[START]

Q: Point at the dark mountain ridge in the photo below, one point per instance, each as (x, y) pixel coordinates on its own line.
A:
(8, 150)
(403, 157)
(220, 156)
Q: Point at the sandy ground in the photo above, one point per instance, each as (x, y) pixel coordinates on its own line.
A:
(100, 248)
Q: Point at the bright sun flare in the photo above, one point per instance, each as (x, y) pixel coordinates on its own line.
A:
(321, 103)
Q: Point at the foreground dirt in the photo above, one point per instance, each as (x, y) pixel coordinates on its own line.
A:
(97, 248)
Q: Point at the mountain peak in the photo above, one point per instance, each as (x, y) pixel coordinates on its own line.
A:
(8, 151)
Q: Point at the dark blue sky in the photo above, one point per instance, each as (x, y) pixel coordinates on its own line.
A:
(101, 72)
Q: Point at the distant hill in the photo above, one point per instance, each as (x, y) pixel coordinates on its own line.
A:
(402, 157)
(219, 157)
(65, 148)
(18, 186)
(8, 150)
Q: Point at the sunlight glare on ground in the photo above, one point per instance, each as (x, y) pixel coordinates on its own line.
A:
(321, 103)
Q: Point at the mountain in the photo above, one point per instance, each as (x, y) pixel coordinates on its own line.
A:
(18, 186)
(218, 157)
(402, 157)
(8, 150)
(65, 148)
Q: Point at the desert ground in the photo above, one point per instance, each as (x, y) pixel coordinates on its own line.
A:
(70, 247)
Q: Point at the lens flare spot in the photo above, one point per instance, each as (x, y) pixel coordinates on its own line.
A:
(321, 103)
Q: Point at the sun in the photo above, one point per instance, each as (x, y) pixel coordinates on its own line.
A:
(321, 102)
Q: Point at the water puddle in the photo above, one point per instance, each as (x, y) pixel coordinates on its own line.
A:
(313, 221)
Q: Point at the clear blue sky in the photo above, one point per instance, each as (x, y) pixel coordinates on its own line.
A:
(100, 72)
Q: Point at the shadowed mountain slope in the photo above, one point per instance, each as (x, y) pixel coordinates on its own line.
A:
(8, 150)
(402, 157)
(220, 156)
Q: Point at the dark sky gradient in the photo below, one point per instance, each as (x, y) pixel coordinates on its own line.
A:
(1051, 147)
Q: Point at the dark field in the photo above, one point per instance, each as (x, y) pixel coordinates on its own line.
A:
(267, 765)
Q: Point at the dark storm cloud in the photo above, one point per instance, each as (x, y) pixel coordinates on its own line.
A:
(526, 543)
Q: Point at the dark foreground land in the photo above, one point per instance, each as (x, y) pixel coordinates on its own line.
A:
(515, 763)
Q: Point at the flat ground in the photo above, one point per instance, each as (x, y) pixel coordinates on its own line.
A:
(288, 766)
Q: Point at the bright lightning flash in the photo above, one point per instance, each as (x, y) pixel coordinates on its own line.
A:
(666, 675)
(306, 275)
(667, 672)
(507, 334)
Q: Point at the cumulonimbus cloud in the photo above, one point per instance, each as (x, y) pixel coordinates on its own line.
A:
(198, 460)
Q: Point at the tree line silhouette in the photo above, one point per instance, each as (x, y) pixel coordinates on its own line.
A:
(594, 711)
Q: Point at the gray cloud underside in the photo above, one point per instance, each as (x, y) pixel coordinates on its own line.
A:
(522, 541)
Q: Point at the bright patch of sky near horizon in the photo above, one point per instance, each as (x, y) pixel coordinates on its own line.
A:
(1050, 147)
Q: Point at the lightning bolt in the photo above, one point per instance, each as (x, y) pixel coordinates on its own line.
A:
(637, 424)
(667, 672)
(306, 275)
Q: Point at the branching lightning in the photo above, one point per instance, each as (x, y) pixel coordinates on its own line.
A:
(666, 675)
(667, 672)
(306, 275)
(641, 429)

[END]

WHAT IS NEEDED
Copy the part of the listing above that opens with the line containing "Q: Point at the gray" and closes with the line containing "(1050, 147)", keeping every line, requests included. In the answers, add -81 to every coordinate.

EXERCISE RESULT
Q: Point at the gray cloud underside in the photo above, one point per instance, each as (x, y) pixel coordinates on its own line.
A:
(441, 460)
Q: Point at the bright patch of sky near horizon in the photo above, one point per instance, each as (x, y) pixel coordinates on its own line.
A:
(969, 66)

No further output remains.